Data items:
========================

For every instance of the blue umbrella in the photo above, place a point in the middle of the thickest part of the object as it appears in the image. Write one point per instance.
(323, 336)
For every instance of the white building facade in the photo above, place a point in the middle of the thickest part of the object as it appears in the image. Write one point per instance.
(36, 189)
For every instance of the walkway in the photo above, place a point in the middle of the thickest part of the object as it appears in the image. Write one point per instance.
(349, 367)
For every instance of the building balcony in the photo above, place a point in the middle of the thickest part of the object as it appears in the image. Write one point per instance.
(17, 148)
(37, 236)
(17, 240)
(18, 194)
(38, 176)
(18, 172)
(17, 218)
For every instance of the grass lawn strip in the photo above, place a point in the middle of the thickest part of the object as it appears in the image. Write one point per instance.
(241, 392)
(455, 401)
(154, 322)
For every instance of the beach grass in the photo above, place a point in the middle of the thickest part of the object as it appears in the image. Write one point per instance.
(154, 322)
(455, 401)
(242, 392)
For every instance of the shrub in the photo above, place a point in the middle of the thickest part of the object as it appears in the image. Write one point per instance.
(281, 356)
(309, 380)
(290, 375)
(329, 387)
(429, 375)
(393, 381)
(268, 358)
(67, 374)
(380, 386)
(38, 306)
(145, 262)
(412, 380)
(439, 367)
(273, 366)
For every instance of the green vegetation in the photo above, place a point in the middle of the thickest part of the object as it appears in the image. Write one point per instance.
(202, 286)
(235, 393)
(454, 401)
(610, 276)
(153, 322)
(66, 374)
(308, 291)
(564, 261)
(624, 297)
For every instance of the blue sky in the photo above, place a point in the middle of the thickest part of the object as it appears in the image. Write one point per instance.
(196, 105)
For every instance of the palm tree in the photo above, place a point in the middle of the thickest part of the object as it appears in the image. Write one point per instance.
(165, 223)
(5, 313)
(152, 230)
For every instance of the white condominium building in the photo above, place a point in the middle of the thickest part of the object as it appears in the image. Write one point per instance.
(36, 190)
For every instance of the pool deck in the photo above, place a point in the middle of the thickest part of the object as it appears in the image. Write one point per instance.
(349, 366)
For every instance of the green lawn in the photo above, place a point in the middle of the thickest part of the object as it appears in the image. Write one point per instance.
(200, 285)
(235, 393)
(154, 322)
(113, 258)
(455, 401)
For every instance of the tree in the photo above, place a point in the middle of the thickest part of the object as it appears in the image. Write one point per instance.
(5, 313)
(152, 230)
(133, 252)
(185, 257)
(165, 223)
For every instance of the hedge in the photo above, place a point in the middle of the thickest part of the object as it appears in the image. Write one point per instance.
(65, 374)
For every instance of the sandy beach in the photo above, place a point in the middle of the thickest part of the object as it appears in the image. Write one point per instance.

========================

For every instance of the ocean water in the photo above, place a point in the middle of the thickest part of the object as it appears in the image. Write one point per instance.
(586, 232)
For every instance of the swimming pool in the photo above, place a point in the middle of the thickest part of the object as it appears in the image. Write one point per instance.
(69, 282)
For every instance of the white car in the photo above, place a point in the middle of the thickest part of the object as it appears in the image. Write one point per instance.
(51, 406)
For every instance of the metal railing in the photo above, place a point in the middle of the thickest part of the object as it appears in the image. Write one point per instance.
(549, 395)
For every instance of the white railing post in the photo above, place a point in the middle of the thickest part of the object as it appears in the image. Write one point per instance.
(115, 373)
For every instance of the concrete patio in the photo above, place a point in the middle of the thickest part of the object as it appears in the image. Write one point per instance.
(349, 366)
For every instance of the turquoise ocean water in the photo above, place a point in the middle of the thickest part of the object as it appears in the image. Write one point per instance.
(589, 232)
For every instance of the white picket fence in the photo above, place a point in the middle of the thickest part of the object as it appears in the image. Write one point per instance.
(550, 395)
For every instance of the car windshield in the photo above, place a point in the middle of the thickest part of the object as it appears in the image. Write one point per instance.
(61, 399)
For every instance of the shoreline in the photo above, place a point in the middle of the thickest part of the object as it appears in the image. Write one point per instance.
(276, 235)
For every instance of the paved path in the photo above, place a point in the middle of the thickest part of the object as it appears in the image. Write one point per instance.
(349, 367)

========================

*HOW TO COMPLETE THIS TASK*
With the line holding "For every instance of the blue sky" as the first and the line holding "For every instance of the sandy" as the last, set down that range of the entries above exactly, and nothing else.

*RESPONSE FOR THIS EXERCISE*
For every instance of the blue sky in the photo above, place a point in the middle of the thickest part of the object as it appears in the image. Write one point per instance.
(196, 105)
For every instance of the palm tree in the photo above, place a point in the middle of the thickest part of the object as it appears in the image. Write one point per instance.
(165, 223)
(5, 313)
(152, 230)
For every instance of the white condominium building in the photo above, place a point in the middle of the thickest part of the object as it appears in the image. Write one point per instance.
(36, 190)
For every instance of the pool deck in the photo above, place a point in the middle of the thickest part of the object as it appears in the image. Write one point per instance.
(349, 366)
For every instance of the green lawn in the photo above, place a point in the middle of the thickest part of the object as it appears in the image. Write one point per instance.
(200, 285)
(235, 393)
(154, 322)
(113, 258)
(455, 401)
For every instance of the tree in the photo above, place a point in the middle of the thickest part of the object as it appears in the image. Write one point per instance.
(5, 313)
(152, 230)
(133, 252)
(185, 257)
(165, 223)
For every instance of the hedge in the photo above, place a point in the middle of the thickest part of the object as it appears in the image. Write one point per instance.
(65, 374)
For every instance of the sandy beach in the photo above, place a point in the middle of the thickest part of the object as it appears in the image. Write one point per instance.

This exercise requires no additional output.